Collect all lines from the listing that include the string "temple".

• [Task inputs]:
++++++
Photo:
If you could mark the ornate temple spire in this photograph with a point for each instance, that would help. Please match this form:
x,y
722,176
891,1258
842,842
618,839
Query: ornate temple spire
++++++
• [Solution to this exercise]:
If you could mark the ornate temple spire in this photograph with a point for each instance, that would help. Please match this form:
Query: ornate temple spire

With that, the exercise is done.